DATA TO PROCESS:
+ + + + +
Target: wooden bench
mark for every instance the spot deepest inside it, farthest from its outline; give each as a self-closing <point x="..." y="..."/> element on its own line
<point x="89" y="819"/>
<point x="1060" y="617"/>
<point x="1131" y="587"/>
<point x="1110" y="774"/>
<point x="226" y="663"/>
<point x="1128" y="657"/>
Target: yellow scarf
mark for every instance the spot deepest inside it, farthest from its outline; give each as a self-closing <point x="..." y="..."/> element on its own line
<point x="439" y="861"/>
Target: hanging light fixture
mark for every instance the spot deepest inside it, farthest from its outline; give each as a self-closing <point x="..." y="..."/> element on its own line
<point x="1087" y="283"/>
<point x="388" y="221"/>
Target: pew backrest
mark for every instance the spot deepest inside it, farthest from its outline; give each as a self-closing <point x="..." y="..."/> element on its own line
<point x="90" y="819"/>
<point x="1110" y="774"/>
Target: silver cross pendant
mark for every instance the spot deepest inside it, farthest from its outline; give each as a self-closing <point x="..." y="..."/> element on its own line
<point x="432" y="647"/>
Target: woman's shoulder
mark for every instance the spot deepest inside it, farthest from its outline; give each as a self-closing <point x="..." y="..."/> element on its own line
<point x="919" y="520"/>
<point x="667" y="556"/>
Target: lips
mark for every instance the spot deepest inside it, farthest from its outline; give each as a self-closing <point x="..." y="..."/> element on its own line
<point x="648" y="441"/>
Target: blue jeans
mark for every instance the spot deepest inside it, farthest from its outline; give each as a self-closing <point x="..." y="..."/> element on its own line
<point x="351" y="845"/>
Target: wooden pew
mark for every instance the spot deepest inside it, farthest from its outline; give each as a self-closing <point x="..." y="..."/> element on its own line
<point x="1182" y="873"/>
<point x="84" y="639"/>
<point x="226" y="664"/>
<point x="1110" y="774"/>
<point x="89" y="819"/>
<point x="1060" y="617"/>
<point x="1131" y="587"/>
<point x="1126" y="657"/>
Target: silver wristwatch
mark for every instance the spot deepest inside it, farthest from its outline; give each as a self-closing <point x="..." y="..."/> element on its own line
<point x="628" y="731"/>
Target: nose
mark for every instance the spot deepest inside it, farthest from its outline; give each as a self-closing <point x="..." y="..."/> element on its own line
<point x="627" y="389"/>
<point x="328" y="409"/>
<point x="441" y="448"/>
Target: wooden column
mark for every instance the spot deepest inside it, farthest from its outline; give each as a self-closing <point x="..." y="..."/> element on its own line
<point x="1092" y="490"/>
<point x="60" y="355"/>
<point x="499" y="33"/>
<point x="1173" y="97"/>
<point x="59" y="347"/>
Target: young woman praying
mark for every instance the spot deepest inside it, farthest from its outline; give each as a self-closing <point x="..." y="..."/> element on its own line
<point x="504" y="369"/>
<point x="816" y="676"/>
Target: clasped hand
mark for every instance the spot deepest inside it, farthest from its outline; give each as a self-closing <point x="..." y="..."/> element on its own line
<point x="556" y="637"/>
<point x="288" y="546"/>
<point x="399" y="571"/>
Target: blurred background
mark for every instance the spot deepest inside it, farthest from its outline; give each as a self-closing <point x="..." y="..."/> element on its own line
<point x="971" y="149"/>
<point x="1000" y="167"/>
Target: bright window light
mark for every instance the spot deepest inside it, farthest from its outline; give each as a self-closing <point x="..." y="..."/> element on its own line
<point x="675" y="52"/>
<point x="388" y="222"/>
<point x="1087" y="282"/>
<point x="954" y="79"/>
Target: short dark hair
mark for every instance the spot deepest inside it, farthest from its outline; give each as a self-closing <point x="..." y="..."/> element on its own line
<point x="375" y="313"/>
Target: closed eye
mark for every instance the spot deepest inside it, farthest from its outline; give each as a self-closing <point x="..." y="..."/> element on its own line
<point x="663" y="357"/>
+ + + + +
In the answer, return exactly the lines from the line containing "Target: closed eye" to the end of the records above, and no others.

EXERCISE SOLUTION:
Target: closed eye
mark for every instance the spot deepest inside it, farthest from its outline; give each as a self-closing <point x="..." y="..."/> element on its own line
<point x="663" y="357"/>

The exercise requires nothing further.